**Information**
┏━━

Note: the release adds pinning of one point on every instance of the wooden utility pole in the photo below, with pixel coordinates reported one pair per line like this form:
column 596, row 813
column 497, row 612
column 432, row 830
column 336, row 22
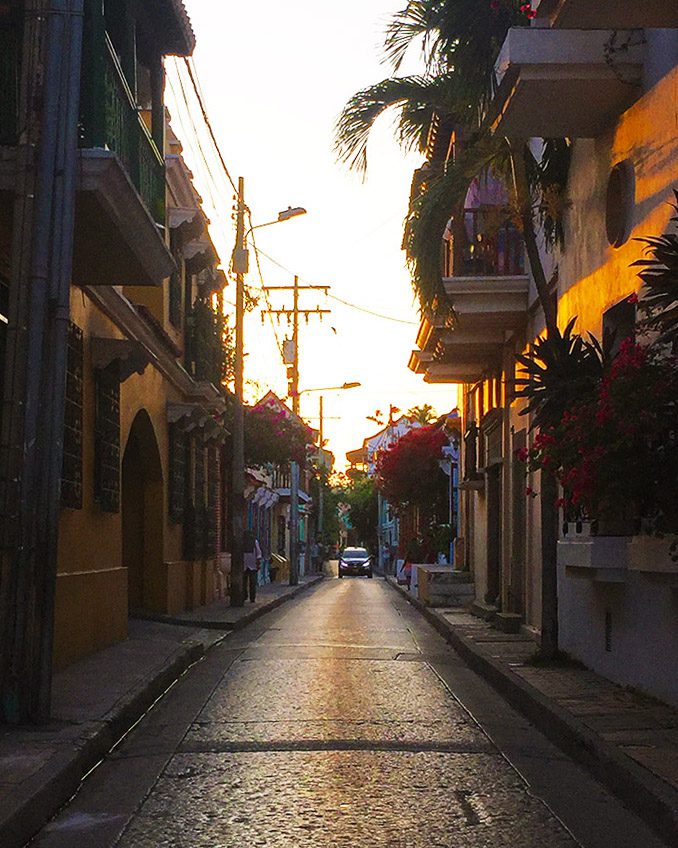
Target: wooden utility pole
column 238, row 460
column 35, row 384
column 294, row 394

┗━━
┏━━

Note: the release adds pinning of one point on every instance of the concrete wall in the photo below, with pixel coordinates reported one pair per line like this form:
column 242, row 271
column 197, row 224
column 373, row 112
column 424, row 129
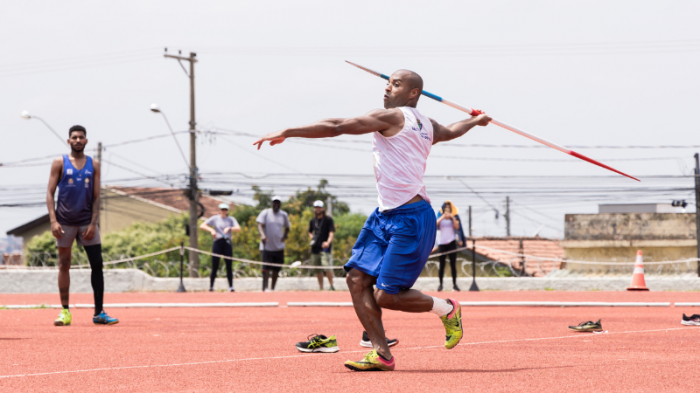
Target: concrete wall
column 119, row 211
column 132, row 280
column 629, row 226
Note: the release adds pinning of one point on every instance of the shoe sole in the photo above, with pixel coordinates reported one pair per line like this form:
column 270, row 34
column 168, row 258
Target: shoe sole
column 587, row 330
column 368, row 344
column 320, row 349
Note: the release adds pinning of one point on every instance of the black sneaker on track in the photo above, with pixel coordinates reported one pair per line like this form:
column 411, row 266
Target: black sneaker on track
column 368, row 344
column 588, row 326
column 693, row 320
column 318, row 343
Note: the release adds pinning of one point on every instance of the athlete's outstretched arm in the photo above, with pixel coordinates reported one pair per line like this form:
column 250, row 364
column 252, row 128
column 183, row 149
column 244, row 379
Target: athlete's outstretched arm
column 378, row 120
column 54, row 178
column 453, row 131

┗━━

**What you have to do**
Report only the number of lines in the listing that contain the word "above".

**Answer for the task**
3